# AUFGABE
Bearbeite im Text über das Geschichtenerzählen die Passage von „In einer Welt, in“ bis einschließlich „Beute, als Gejagten.“ und gib sie wieder, wobei du „Vorgänger“ durch „Vorfahren“ ersetzt.

# VORLIEGENDER TEXT
'''

Warum erzählt sich der Mensch geschichten schon seit angedenk seines menschseins?

Einen Moment sollte man noch bei diesen Urspüngen verweilen.
In einer Welt, in der der Mensch zu sich selbst kommt, ist er noch weit entfernt von dem naturbeherrschenden Wesen, das er heute zu sein glaubt. Er ist in der frühen Zeit noch so mit der Natur verbunden, dass er noch nicht einmal dem Nahrungskreislauf von Fressen und Gefressenwerden vollständig und auf Dauer entrinnen konnte. Bißspuren auf den Schädeln unserer Vorgänger zeigen den frühen Menschen als Beute, als Gejagten.

'''

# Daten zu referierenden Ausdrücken
'''

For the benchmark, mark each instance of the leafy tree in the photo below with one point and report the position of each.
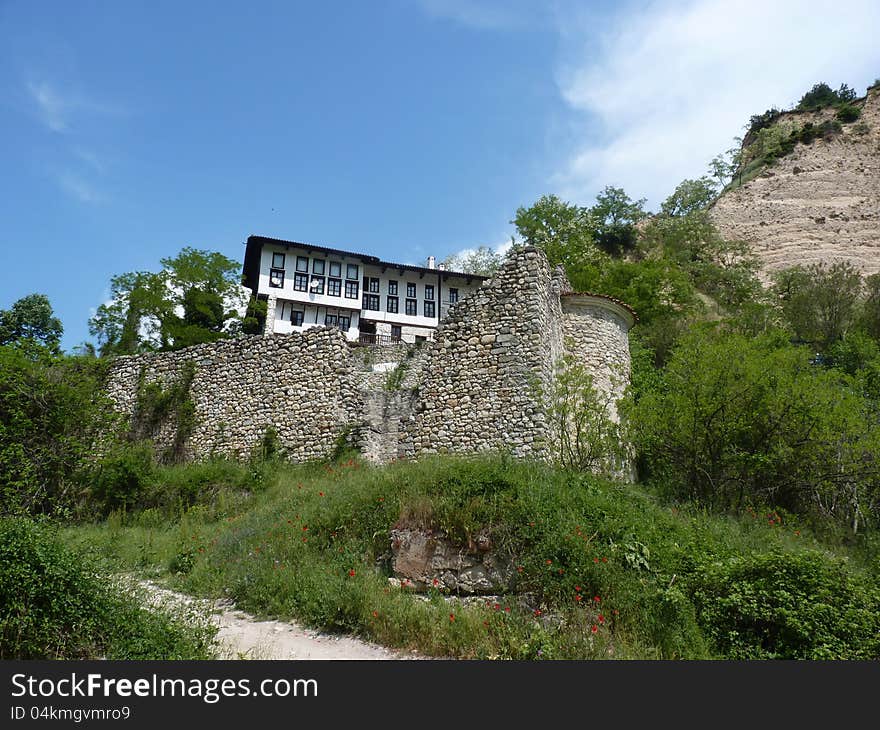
(31, 318)
(51, 411)
(193, 299)
(734, 421)
(615, 216)
(819, 302)
(562, 230)
(689, 196)
(483, 261)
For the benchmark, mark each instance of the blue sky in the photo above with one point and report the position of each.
(400, 128)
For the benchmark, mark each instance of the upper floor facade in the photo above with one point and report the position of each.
(370, 300)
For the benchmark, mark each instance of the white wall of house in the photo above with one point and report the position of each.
(316, 288)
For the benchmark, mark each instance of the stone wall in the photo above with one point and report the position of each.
(481, 373)
(304, 385)
(476, 387)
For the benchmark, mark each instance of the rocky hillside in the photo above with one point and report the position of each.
(818, 203)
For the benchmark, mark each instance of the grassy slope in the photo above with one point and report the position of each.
(310, 547)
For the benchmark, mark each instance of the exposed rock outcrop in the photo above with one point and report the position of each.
(820, 203)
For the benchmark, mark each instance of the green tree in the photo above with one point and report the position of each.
(615, 216)
(735, 420)
(689, 196)
(562, 230)
(31, 319)
(194, 298)
(52, 409)
(483, 261)
(819, 302)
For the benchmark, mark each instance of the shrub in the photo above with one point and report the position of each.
(848, 113)
(788, 606)
(54, 604)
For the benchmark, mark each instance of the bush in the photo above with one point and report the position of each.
(848, 113)
(54, 604)
(788, 606)
(51, 412)
(734, 421)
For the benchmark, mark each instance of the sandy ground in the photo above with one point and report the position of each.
(241, 636)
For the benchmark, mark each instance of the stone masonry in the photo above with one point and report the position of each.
(475, 388)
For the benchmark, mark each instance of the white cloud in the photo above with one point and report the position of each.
(670, 85)
(56, 107)
(53, 108)
(78, 188)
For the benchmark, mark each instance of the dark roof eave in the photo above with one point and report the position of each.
(366, 258)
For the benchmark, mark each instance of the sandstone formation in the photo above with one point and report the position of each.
(820, 203)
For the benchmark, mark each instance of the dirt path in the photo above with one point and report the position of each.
(241, 636)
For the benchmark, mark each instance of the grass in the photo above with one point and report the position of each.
(54, 604)
(314, 546)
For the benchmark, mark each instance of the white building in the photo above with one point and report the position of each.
(372, 301)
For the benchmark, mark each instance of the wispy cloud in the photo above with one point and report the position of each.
(669, 86)
(487, 14)
(52, 107)
(78, 188)
(56, 107)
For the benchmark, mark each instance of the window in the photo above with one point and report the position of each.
(371, 302)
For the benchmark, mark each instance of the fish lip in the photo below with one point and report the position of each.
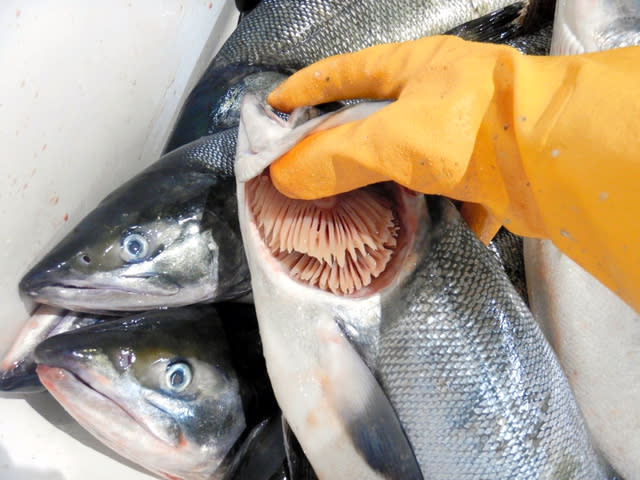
(86, 286)
(80, 382)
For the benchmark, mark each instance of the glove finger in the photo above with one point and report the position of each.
(324, 164)
(378, 72)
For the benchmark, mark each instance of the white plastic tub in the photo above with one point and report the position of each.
(88, 94)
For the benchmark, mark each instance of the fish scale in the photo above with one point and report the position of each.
(295, 33)
(460, 343)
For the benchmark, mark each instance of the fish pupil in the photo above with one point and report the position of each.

'''

# GELÖSTE AUFGABE
In einer Welt, in der der Mensch zu sich selbst kommt, ist er noch weit entfernt von dem naturbeherrschenden Wesen, das er heute zu sein glaubt. Er ist in der frühen Zeit noch so mit der Natur verbunden, dass er noch nicht einmal dem Nahrungskreislauf von Fressen und Gefressenwerden vollständig und auf Dauer entrinnen konnte. Bißspuren auf den Schädeln unserer Vorfahren zeigen den frühen Menschen als Beute, als Gejagten.